▶ [EXTRACTED TEXT]
"""

Thursday, November 17, 2016

Thanksgiving Plans


 
By Fred Owens
I called my daughter in Seattle. Eva and Lara are coming down for Thanksgiving  -- to stay with friends in Santa Monica. We will see them on Friday, the day after. On the day itself we will have turkey dinner with my girl friend Laurie's folks in Manhattan Beach.
Lots of relatives on both days. Cousins, uncles, aunts, friends. We are lucky  -- there are no difficult people involved.
I hear that people are heated up and divisive about the election. Maybe, but I don't see much evidence of that where I live.
Except Eric got a bit angry. I saw him at the coffee shop in Venice. The coffee shop is called Abbot's Habit. I don't think their coffee is very good, but the ambience is quite right. I go to this coffee shop whenever I come to visit my sister -- she lives three blocks down the street -- has lived in Venice for forty years, in that same house.
Eric has been in Venice even longer, more than forty years. He grew up in the
Bronx, and like many upwardly mobile young Jews at that time, in the 1940s and 1950s, he saw greener pastures in Los Angeles.

Greener pastures is the wrong metaphor for Los Angeles. We are five years into the drought. It is dry and dusty and brown in these parts -- but the economy is kicking, at least to judge by the pace of home and apartment construction. People still want to come and live here. Immigrants from foreign countries..... But maybe we should encourage immigrants from Ohio  -- they voted for Trump because they got depressed and the factories are closed. Well, why not just leave? To hell with Akron, come out here.
That's what Eric did years ago, coming from the Bronx, and my sister and I coming from Chicago. We came out here and voted Democrat.
But, as I said, people are getting along all right after the election, except Eric was especially vehement. He said Trump is a dangerous man, and it wasn't so much his words but his tone. Eric doesn't usually get angry -- sometimes cynical or sarcastic -- but last week when we were having coffee he was a little mad.
Eric said Trump is going to ruin the country. I said I hope he doesn't do that. Eric said I hope so too and let's talk about something else.

"""

▶ [OBJECTIVES]
[1] Return the passage of the Thanksgiving Plans post from "That's what Eric" to "about something else.".
[2] In the Thanksgiving Plans post, list each kind of person named in the sentence right after "Lots of relatives on both days."

▶ [PROVIDED DATA]
"""

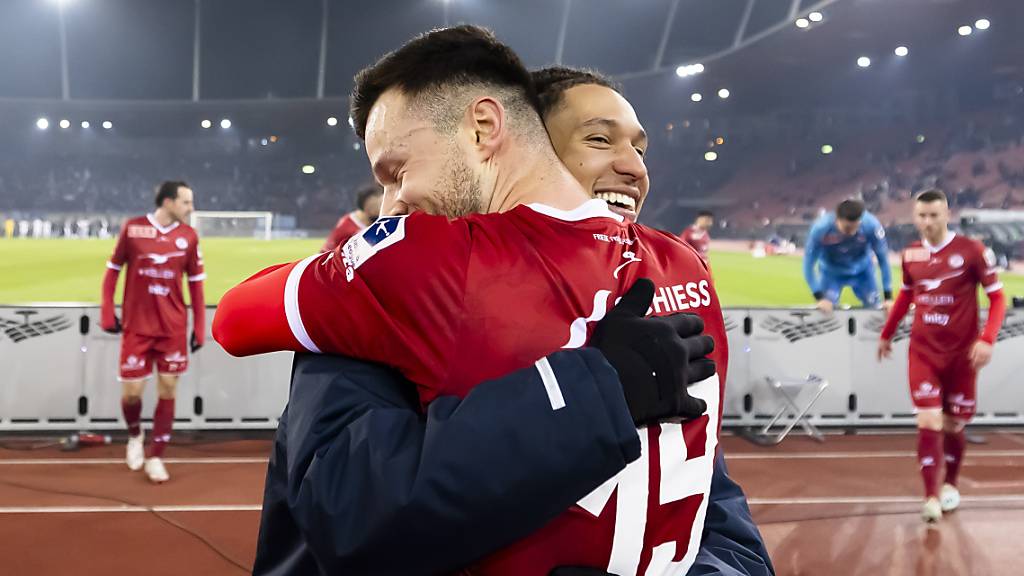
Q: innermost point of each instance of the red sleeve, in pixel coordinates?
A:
(996, 312)
(900, 307)
(334, 239)
(114, 265)
(393, 294)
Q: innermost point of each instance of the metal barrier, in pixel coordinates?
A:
(58, 371)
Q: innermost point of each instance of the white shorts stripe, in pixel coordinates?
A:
(993, 287)
(551, 384)
(292, 304)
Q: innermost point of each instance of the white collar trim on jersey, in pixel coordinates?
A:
(594, 208)
(934, 249)
(156, 224)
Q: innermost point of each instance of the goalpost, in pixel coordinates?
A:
(232, 224)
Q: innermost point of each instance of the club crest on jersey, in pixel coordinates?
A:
(385, 232)
(136, 231)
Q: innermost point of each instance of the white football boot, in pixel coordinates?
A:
(156, 470)
(135, 453)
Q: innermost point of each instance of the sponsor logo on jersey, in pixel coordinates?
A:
(24, 329)
(926, 391)
(136, 231)
(680, 297)
(916, 255)
(935, 319)
(385, 232)
(161, 259)
(615, 239)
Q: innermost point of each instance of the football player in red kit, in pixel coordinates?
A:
(158, 249)
(941, 275)
(368, 209)
(697, 235)
(453, 302)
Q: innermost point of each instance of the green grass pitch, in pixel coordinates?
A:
(71, 271)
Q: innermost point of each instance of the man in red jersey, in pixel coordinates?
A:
(941, 274)
(451, 128)
(158, 249)
(697, 235)
(368, 209)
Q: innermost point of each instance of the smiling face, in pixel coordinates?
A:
(597, 135)
(419, 168)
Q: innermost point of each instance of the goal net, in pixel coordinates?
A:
(232, 224)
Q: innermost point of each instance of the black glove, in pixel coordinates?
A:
(578, 571)
(194, 344)
(656, 358)
(117, 329)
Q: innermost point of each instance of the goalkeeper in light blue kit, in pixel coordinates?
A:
(839, 253)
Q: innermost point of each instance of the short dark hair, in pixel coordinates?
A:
(439, 64)
(168, 191)
(552, 82)
(850, 210)
(933, 195)
(366, 193)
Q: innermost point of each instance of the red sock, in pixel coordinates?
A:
(929, 456)
(953, 444)
(132, 410)
(163, 422)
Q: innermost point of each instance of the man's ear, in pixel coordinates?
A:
(488, 125)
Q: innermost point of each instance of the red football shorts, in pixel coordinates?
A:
(945, 381)
(138, 354)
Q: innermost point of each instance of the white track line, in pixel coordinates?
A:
(111, 461)
(126, 508)
(883, 454)
(1008, 498)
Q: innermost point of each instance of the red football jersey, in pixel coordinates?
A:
(944, 281)
(453, 303)
(346, 228)
(157, 257)
(698, 239)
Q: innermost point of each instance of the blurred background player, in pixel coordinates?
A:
(368, 209)
(158, 249)
(941, 274)
(698, 234)
(839, 254)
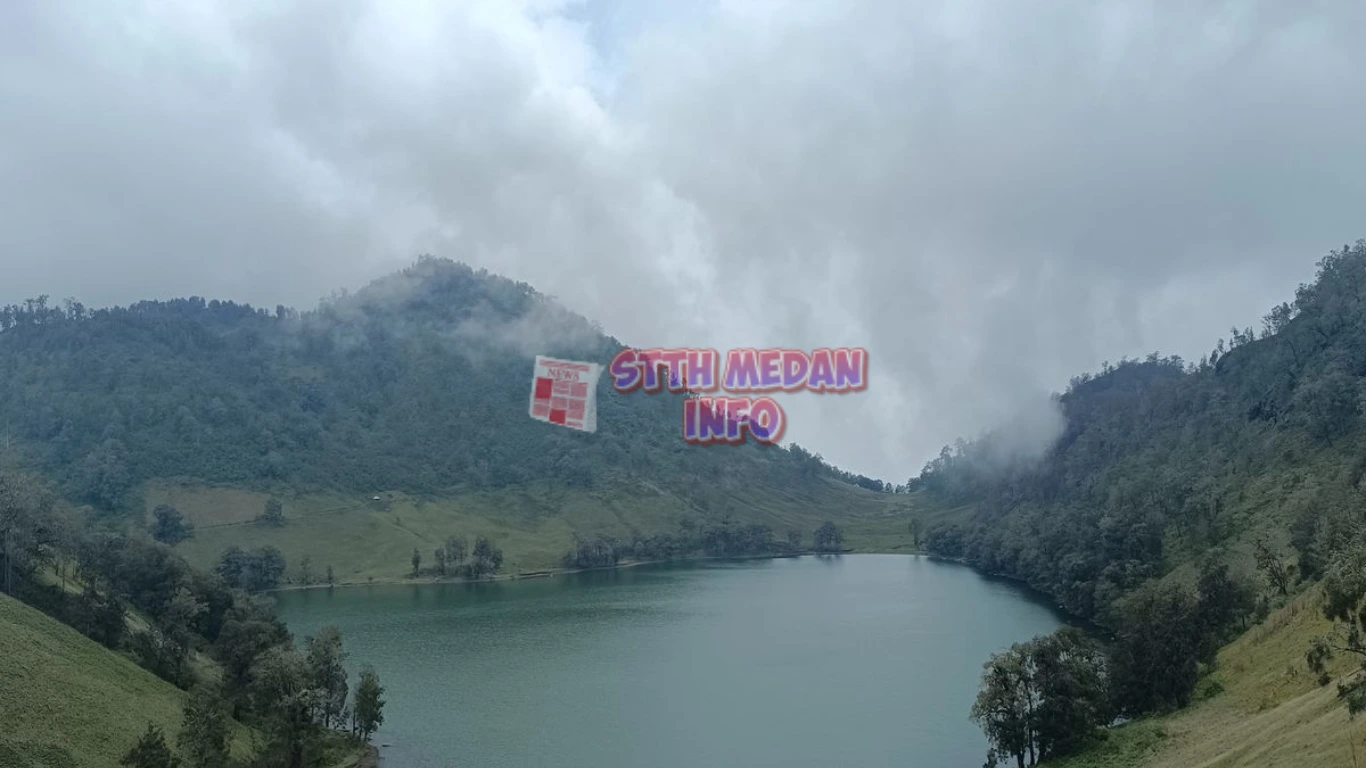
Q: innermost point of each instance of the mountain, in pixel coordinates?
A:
(1186, 504)
(413, 390)
(70, 701)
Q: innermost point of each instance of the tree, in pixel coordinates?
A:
(204, 730)
(828, 539)
(1221, 603)
(170, 525)
(455, 551)
(284, 704)
(1344, 592)
(1271, 563)
(327, 674)
(1156, 653)
(273, 513)
(150, 752)
(368, 711)
(180, 621)
(1042, 698)
(485, 559)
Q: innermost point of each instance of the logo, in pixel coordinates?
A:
(564, 392)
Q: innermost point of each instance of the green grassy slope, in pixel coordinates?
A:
(70, 703)
(1261, 708)
(534, 526)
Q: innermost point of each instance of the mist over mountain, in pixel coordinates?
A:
(417, 383)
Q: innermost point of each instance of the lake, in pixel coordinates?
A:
(810, 662)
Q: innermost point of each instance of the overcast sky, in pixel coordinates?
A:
(991, 196)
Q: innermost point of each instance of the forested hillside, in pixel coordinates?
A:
(1182, 504)
(1163, 459)
(417, 383)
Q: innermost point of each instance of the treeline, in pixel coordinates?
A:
(1160, 461)
(1049, 696)
(708, 539)
(454, 559)
(97, 581)
(415, 381)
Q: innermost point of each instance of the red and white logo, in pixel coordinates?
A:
(564, 392)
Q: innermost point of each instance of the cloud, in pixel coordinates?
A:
(989, 196)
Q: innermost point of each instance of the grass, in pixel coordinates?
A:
(1262, 709)
(365, 540)
(70, 703)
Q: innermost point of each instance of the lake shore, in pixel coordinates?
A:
(551, 573)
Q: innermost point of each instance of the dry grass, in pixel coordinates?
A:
(1269, 714)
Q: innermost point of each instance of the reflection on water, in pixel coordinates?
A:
(853, 660)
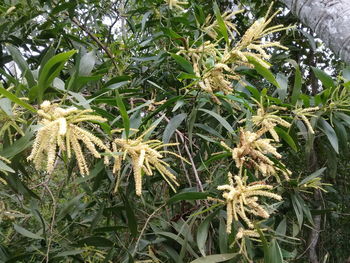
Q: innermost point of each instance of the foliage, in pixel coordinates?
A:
(214, 146)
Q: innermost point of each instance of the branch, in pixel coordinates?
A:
(98, 42)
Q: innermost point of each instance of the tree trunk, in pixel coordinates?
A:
(329, 19)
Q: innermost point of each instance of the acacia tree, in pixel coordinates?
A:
(328, 19)
(175, 131)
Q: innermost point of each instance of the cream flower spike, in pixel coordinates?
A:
(251, 152)
(241, 199)
(175, 4)
(59, 130)
(145, 157)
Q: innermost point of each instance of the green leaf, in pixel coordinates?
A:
(286, 137)
(202, 232)
(315, 174)
(16, 100)
(221, 23)
(187, 66)
(179, 240)
(297, 82)
(49, 72)
(263, 71)
(274, 253)
(87, 63)
(5, 167)
(326, 80)
(123, 113)
(215, 258)
(132, 222)
(173, 124)
(68, 253)
(22, 64)
(330, 133)
(95, 241)
(282, 81)
(222, 121)
(25, 232)
(187, 196)
(298, 210)
(18, 146)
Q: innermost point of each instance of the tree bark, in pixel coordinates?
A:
(329, 19)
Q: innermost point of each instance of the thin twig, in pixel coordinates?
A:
(183, 163)
(144, 228)
(98, 42)
(199, 183)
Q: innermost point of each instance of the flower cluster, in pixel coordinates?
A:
(59, 130)
(267, 119)
(175, 4)
(145, 157)
(241, 199)
(216, 67)
(251, 152)
(9, 120)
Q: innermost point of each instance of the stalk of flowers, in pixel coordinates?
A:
(59, 131)
(268, 118)
(251, 152)
(145, 158)
(241, 199)
(9, 121)
(175, 4)
(218, 75)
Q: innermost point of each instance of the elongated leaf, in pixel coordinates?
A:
(26, 233)
(87, 63)
(220, 21)
(274, 253)
(286, 137)
(297, 82)
(202, 232)
(95, 241)
(318, 173)
(15, 99)
(263, 71)
(68, 253)
(220, 119)
(5, 167)
(49, 72)
(22, 64)
(187, 196)
(215, 258)
(330, 133)
(173, 124)
(326, 80)
(132, 222)
(123, 113)
(183, 63)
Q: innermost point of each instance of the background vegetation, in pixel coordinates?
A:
(130, 62)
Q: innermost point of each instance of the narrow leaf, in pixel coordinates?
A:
(25, 232)
(173, 124)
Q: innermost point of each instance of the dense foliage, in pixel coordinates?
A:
(169, 131)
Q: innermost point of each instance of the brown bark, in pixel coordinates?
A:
(329, 19)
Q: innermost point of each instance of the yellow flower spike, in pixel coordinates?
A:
(266, 120)
(5, 159)
(144, 158)
(241, 199)
(251, 153)
(59, 130)
(175, 4)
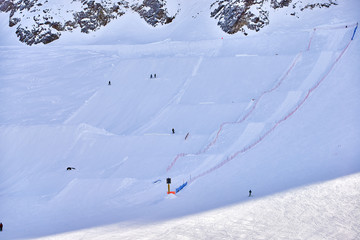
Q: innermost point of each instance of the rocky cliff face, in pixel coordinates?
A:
(242, 15)
(42, 21)
(38, 21)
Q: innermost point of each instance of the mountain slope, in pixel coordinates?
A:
(41, 21)
(276, 113)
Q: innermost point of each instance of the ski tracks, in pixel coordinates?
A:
(322, 65)
(175, 100)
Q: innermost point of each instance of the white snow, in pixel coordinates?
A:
(276, 112)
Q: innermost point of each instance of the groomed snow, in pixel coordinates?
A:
(276, 112)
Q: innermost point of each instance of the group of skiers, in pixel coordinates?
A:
(173, 132)
(151, 76)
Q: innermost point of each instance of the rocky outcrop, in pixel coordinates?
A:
(38, 21)
(43, 21)
(243, 15)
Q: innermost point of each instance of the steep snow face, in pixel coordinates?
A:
(275, 112)
(42, 21)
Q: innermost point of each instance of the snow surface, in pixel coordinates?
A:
(276, 112)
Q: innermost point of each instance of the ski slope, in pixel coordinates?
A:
(275, 112)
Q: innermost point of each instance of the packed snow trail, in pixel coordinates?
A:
(277, 123)
(253, 106)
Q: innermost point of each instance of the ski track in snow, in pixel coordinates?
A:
(291, 100)
(175, 100)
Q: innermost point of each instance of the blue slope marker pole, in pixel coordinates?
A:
(352, 38)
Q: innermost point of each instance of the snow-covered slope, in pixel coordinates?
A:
(275, 112)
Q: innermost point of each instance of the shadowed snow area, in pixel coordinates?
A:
(275, 112)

"""

▶ [RESPONSE LIST]
[1]
That's what Eric did years ago, coming from the Bronx, and my sister and I coming from Chicago. We came out here and voted Democrat.
But, as I said, people are getting along all right after the election, except Eric was especially vehement. He said Trump is a dangerous man, and it wasn't so much his words but his tone. Eric doesn't usually get angry -- sometimes cynical or sarcastic -- but last week when we were having coffee he was a little mad.
Eric said Trump is going to ruin the country. I said I hope he doesn't do that. Eric said I hope so too and let's talk about something else.

[2]
- Cousins
- Uncles
- Aunts
- Friends